Task to complete → Find the line containing "Expected: the pointer indicates a point on the green grass, one", then output it and every line after it through the end of the listing below, exactly as written.

Material shown →

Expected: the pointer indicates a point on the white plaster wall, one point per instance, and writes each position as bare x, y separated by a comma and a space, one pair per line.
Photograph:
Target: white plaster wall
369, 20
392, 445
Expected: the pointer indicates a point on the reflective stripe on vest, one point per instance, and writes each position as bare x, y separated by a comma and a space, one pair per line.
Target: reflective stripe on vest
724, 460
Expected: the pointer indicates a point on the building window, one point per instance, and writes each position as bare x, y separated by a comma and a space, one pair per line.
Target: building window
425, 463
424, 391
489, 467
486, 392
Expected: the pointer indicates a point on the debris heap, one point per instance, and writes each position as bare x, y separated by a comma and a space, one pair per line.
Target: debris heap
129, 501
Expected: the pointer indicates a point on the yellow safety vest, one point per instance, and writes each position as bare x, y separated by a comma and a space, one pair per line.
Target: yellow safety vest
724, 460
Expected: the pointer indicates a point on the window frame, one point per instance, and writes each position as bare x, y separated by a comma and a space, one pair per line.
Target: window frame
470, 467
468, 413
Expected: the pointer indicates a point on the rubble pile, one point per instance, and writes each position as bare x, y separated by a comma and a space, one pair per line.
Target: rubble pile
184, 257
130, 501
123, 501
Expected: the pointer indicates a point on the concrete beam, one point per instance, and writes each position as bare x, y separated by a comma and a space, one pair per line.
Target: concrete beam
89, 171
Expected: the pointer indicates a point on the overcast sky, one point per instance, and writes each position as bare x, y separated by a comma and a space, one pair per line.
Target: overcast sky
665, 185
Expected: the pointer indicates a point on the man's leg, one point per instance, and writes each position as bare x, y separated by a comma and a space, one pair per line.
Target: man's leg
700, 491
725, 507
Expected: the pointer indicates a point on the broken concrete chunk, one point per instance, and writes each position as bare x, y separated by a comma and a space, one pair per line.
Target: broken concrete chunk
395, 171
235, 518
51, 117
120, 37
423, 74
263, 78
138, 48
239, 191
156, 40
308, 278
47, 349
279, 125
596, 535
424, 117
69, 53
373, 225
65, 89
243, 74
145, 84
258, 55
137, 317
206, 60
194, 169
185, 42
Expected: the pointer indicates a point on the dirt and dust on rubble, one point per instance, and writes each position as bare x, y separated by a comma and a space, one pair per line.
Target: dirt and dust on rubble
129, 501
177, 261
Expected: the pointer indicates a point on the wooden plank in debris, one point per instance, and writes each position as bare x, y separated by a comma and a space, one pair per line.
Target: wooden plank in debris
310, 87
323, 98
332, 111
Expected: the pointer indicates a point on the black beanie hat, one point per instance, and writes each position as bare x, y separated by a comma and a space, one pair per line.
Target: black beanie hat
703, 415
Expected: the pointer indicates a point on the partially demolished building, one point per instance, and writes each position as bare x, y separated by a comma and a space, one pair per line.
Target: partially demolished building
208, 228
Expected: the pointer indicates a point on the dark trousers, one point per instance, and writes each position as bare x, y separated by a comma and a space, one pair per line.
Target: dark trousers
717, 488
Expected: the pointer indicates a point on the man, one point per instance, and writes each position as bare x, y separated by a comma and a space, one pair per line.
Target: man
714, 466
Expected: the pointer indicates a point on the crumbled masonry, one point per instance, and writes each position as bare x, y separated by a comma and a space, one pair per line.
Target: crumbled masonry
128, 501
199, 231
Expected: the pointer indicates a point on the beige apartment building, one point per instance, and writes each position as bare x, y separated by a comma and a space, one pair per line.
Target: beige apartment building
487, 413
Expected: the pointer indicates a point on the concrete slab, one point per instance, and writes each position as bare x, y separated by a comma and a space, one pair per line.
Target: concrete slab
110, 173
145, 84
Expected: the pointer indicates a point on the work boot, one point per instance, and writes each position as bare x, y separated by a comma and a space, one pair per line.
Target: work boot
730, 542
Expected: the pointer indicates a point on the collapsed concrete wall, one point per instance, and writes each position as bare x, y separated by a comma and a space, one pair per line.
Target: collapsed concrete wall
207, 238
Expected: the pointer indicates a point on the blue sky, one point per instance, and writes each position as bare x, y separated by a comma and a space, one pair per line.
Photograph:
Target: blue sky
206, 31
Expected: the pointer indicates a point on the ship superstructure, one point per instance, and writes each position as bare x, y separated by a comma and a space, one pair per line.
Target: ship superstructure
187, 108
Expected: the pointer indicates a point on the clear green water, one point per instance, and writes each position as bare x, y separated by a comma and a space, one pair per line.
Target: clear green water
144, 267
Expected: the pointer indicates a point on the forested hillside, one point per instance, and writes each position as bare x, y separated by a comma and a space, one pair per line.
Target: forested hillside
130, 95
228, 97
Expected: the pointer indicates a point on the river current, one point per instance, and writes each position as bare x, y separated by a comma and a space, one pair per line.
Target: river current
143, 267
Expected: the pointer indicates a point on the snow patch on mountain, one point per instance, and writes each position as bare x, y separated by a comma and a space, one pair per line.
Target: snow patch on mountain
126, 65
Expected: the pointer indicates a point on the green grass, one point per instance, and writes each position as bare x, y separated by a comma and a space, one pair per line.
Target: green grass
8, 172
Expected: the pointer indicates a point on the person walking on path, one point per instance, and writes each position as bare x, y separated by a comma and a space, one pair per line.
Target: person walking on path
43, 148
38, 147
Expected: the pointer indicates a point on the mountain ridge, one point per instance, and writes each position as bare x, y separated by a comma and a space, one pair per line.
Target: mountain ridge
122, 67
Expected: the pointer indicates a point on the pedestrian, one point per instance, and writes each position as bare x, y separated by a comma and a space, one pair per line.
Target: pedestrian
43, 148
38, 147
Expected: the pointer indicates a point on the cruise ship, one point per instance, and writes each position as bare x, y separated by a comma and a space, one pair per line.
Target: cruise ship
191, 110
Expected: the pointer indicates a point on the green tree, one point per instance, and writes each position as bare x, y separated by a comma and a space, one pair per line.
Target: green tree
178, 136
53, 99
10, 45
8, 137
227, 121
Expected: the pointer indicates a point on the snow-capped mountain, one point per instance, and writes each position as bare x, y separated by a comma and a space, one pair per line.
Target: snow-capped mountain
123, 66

Exercise response →
Expected: the pointer indicates a point on the green grass, one point per instance, and writes each position as bare x, y separated by a comma and a space, one pair per line.
Target: green grass
8, 172
Expected: the pointer indicates a point on the person walking on path, one point per instance, and writes each position as bare x, y separated by a comma and a space, one pair per line.
Target: person walking on path
43, 148
38, 147
Expected: the pointer indicates a point on the mountain ridge, one point per instance, and writes each position as bare x, y separated by a comma and a space, one pair per line.
Target: mountain ridge
122, 67
Expected: the pointer indicates a point on the pedestrian, one point per instance, and writes each position as bare x, y separated by a comma and a space, one pair per line.
Target: pedestrian
43, 148
38, 147
Expected: the pointer indicates a point on the cruise ship, one point per instance, and writes each position as bare x, y separated by a comma and a space, one pair per line.
Target: cruise ship
191, 110
Expected: the pointer indicates a point on the green tree, one point per instance, and writes each position as bare x, y separated by a comma and a space, one pair per line.
Target: green tree
178, 136
53, 99
10, 45
8, 137
227, 121
Expected: the pointer indicates a point on the snow-capped mountain, one point per instance, and writes each position as bare x, y separated by a comma and a space, one pair per line.
Target: snow-capped mountain
123, 66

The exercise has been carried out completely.